## Provided data:
┄┄┄┄┄┄

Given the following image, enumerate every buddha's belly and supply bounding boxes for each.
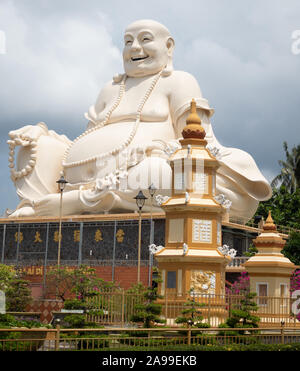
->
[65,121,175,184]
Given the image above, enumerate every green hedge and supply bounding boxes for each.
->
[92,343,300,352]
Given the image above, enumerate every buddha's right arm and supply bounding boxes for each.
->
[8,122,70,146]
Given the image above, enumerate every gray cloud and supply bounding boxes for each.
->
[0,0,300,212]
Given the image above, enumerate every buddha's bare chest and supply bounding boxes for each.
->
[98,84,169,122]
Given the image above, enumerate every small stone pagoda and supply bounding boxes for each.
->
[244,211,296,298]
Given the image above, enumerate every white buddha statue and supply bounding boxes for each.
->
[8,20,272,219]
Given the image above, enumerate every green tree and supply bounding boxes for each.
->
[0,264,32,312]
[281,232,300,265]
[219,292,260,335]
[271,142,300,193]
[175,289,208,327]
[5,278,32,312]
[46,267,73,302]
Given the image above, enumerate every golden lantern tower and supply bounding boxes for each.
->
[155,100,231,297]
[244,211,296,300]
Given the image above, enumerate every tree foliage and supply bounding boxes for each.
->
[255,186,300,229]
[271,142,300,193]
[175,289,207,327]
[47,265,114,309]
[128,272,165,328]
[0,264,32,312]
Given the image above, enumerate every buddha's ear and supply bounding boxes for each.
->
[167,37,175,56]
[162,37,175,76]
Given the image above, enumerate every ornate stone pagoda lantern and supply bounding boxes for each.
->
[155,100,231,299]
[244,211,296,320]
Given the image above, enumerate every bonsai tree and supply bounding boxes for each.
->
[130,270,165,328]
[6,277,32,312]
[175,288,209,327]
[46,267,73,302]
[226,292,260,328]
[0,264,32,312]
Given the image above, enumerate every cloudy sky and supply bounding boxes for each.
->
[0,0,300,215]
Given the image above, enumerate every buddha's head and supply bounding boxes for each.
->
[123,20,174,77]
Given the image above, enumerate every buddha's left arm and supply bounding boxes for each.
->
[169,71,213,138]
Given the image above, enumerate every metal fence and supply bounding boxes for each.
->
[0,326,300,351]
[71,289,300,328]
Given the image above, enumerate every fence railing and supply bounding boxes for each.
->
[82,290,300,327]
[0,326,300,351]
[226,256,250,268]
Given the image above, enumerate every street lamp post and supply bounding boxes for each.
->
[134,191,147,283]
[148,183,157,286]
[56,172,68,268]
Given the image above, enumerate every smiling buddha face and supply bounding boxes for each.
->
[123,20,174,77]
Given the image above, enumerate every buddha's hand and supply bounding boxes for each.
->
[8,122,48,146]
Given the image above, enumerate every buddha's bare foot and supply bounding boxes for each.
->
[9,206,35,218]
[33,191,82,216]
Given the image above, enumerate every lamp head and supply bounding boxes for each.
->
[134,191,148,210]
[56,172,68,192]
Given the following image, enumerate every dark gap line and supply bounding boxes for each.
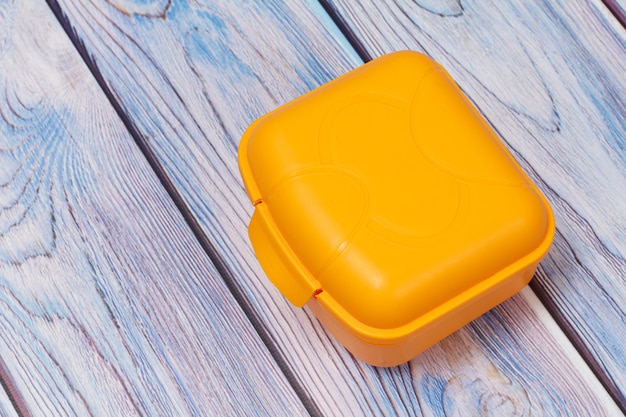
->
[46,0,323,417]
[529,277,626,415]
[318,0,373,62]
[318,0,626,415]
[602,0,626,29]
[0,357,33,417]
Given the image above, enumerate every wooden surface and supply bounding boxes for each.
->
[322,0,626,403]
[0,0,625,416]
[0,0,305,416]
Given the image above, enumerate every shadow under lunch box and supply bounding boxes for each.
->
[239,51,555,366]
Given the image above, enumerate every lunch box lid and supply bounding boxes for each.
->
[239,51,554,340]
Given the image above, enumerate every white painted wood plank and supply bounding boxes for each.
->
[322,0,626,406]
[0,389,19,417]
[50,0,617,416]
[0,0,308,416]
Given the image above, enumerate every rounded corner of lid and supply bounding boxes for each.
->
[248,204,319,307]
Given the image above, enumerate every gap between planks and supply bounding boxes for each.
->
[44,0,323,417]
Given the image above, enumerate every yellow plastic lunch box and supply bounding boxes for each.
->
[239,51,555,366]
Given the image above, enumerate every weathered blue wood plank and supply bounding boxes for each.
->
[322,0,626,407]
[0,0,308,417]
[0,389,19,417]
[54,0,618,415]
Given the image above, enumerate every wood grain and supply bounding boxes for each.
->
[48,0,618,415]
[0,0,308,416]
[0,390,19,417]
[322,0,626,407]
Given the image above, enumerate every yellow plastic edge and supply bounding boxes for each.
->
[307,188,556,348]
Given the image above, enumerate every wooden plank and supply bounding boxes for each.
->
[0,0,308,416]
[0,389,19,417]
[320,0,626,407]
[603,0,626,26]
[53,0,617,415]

┄┄┄┄┄┄

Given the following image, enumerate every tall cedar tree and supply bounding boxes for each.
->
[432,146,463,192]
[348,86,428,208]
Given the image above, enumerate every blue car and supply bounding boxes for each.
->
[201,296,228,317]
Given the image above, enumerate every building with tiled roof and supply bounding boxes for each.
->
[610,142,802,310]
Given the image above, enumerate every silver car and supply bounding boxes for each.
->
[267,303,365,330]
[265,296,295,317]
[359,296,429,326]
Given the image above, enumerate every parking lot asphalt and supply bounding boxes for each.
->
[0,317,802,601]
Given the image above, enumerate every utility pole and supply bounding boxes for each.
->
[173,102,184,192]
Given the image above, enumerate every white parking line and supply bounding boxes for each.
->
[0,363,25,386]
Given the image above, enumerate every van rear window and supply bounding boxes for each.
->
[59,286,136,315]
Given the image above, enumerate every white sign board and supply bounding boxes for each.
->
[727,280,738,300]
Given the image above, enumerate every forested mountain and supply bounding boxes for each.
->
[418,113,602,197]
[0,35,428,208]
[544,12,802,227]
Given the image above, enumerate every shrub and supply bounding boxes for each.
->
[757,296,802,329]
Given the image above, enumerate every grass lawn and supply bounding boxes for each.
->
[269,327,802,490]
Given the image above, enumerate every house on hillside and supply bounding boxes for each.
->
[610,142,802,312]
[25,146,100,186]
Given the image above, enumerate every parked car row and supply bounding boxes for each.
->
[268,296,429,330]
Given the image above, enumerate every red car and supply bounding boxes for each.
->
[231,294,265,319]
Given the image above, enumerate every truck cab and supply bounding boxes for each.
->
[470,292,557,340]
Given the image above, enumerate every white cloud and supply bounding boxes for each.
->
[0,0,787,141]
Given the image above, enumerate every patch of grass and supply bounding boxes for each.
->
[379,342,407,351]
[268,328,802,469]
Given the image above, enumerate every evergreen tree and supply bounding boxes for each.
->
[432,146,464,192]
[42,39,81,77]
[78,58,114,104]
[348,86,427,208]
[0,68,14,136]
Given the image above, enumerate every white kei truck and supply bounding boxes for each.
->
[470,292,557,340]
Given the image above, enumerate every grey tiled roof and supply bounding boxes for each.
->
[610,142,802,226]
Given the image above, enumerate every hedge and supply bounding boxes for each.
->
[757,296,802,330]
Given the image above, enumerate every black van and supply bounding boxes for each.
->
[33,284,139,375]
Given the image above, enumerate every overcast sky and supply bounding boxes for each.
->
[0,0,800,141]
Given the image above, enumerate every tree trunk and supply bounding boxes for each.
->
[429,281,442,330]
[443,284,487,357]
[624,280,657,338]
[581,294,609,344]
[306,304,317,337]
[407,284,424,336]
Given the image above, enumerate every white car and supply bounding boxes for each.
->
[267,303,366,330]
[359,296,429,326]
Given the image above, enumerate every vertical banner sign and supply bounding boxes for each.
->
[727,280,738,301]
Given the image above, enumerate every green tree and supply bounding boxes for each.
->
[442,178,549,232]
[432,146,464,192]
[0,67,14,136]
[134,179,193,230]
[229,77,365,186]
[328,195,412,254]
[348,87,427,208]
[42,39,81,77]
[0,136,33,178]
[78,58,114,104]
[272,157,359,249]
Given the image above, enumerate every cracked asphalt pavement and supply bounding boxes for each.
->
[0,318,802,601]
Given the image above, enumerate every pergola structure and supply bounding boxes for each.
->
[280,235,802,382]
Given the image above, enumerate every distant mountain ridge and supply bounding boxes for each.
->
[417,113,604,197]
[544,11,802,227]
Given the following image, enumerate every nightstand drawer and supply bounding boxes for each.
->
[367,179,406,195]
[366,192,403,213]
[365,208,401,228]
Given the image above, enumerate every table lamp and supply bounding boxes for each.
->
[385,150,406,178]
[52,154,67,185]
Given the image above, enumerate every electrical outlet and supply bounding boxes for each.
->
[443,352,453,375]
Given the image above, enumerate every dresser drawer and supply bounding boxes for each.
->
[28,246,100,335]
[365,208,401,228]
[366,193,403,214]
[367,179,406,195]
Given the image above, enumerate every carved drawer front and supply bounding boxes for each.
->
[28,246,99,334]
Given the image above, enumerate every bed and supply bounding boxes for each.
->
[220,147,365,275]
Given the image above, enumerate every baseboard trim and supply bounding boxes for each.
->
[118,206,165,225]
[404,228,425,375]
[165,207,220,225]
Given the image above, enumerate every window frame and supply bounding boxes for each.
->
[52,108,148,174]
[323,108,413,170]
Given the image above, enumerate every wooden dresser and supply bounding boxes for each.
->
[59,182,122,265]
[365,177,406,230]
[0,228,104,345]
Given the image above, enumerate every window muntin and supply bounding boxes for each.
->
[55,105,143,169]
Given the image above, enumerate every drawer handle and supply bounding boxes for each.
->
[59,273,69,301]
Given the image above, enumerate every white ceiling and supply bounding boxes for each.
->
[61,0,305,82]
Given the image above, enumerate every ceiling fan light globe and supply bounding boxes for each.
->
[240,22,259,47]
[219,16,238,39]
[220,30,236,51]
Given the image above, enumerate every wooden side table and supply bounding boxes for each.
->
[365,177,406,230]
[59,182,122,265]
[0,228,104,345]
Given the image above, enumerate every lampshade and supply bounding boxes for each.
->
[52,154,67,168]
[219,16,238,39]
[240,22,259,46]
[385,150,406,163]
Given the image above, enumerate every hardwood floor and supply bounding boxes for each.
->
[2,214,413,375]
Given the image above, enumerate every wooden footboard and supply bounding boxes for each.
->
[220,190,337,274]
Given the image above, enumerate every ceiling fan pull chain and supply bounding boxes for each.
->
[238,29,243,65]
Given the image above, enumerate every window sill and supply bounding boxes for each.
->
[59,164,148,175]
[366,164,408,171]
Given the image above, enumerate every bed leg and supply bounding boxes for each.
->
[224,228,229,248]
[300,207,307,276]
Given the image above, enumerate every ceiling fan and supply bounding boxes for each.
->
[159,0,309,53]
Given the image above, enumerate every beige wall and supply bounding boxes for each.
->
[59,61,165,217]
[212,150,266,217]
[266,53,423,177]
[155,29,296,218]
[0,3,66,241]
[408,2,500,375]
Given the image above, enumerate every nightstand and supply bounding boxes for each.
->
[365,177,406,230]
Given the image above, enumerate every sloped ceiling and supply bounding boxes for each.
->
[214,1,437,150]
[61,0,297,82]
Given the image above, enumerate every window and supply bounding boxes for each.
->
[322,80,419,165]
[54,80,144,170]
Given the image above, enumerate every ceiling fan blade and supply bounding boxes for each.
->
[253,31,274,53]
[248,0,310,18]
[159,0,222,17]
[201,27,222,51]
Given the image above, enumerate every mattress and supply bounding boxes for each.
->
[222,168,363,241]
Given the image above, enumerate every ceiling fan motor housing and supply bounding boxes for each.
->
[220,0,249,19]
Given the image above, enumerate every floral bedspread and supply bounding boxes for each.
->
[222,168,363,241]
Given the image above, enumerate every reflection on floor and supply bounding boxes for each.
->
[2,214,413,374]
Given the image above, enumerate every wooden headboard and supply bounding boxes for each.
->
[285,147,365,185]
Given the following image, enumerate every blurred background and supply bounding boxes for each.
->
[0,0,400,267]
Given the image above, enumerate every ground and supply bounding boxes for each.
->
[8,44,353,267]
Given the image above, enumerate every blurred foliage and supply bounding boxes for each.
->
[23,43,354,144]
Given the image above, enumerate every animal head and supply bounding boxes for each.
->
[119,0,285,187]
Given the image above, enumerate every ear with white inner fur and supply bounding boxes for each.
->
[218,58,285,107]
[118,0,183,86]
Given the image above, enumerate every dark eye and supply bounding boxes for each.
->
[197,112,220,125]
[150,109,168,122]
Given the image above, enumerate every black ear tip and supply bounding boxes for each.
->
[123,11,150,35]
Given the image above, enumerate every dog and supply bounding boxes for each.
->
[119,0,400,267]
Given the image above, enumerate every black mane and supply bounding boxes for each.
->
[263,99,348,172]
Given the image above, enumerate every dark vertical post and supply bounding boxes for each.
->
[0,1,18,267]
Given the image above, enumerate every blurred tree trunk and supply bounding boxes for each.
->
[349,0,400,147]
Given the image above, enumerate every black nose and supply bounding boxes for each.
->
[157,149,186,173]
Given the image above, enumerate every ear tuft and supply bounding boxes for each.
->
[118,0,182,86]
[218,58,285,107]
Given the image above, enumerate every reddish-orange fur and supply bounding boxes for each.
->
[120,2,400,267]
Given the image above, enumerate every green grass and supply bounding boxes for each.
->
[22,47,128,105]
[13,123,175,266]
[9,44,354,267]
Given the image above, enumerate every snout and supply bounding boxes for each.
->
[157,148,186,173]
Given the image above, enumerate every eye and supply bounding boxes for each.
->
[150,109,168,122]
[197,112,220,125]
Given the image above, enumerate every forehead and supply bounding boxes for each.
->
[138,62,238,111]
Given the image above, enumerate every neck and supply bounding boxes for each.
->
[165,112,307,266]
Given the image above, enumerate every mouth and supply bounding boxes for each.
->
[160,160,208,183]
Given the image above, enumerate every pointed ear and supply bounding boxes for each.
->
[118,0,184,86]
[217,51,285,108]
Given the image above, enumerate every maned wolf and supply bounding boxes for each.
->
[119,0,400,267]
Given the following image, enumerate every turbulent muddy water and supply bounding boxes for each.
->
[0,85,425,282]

┄┄┄┄┄┄

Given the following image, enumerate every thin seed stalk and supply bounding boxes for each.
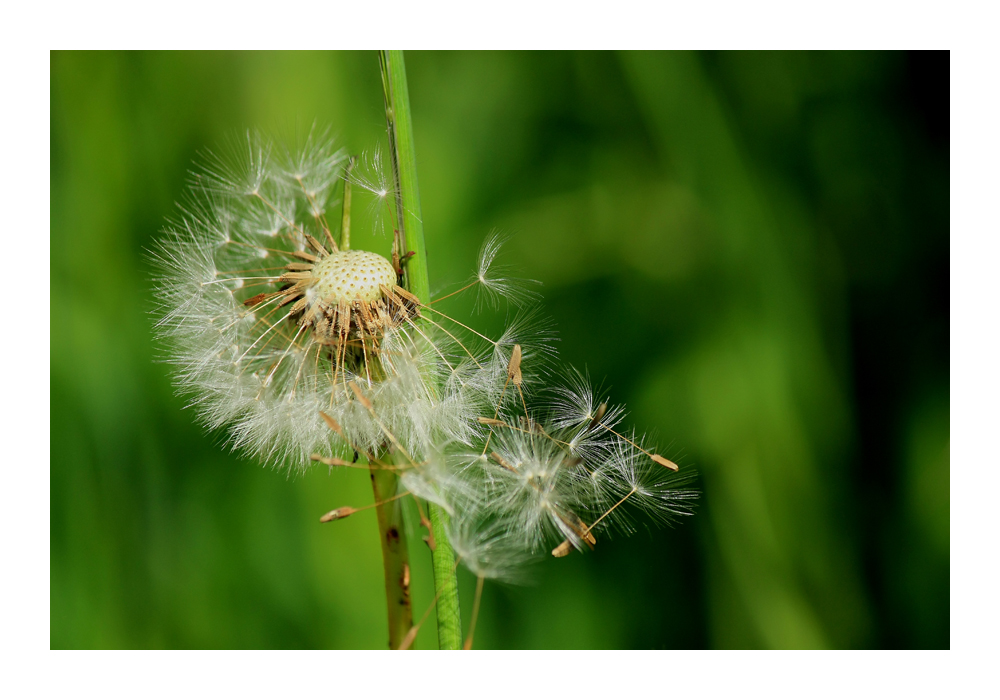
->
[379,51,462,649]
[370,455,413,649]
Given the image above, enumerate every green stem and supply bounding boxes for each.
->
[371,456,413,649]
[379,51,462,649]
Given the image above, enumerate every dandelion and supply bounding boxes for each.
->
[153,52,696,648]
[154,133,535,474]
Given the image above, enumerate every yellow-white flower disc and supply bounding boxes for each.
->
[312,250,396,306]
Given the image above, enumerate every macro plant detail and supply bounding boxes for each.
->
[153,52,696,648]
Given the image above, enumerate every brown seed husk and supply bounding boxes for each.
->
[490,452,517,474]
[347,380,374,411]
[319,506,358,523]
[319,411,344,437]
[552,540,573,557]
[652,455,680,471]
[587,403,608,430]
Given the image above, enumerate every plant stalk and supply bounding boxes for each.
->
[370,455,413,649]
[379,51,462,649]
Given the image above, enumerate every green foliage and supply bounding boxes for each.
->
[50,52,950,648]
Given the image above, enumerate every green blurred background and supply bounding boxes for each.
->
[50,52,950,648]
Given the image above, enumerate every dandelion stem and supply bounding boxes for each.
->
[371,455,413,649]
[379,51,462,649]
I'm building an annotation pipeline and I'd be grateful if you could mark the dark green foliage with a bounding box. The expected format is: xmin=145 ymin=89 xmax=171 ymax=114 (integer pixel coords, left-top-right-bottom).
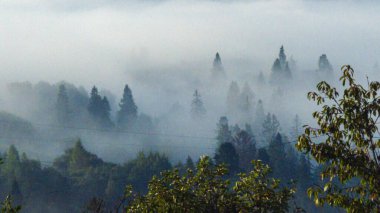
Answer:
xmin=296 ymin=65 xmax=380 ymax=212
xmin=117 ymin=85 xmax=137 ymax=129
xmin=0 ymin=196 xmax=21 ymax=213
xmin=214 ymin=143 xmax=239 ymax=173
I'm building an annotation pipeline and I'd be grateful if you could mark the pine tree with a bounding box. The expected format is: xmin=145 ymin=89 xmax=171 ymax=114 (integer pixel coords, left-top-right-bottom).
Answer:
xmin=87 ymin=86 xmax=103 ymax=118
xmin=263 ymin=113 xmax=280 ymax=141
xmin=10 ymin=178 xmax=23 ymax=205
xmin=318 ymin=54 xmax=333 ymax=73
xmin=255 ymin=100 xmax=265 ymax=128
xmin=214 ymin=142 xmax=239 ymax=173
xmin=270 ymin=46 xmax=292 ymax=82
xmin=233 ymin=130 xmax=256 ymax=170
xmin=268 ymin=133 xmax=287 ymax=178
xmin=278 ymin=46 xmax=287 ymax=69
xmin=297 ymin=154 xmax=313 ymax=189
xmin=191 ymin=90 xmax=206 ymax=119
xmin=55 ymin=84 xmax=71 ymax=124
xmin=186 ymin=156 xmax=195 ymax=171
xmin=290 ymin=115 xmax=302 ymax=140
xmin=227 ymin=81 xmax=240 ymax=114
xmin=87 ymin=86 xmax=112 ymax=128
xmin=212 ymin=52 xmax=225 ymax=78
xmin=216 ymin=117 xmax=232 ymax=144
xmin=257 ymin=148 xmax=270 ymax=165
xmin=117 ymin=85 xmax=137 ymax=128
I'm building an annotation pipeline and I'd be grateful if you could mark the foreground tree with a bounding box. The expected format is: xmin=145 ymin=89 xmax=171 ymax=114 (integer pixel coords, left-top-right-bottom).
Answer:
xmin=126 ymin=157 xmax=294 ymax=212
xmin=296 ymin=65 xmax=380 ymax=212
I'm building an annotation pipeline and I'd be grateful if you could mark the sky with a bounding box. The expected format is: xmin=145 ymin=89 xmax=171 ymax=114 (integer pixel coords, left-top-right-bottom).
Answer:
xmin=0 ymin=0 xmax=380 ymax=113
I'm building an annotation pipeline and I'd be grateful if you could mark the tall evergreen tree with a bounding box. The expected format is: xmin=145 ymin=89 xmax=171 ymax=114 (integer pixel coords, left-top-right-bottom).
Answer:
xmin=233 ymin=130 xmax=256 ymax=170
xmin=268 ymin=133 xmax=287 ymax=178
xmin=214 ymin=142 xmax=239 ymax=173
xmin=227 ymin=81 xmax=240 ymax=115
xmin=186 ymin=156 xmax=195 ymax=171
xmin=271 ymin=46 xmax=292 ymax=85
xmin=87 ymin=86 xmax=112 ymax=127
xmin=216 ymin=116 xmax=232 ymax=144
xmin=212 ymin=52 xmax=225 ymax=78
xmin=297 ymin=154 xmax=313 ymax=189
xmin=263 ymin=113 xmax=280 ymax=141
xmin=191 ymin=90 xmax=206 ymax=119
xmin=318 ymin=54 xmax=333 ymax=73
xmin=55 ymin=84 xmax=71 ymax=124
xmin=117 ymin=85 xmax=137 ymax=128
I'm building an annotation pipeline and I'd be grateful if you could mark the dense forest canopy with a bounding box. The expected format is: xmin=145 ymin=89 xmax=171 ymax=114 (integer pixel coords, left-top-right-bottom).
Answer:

┄┄┄┄┄┄

## Exercise objective:
Render the data from the line containing "Given the image above, enumerate every wooden plank" down to the line containing "[53,0,617,415]", both included, as a two-column CSV with columns named "prompt" and "response", one row per entry, placing the text and its answer each in one quoted field with line breaks changed to spaces.

## Finished task:
prompt,response
"Given the image above, enumerate every wooden plank and supply bounding boxes for each. ->","[0,0,308,416] [0,389,19,417] [320,0,626,407] [603,0,626,26] [53,0,617,415]"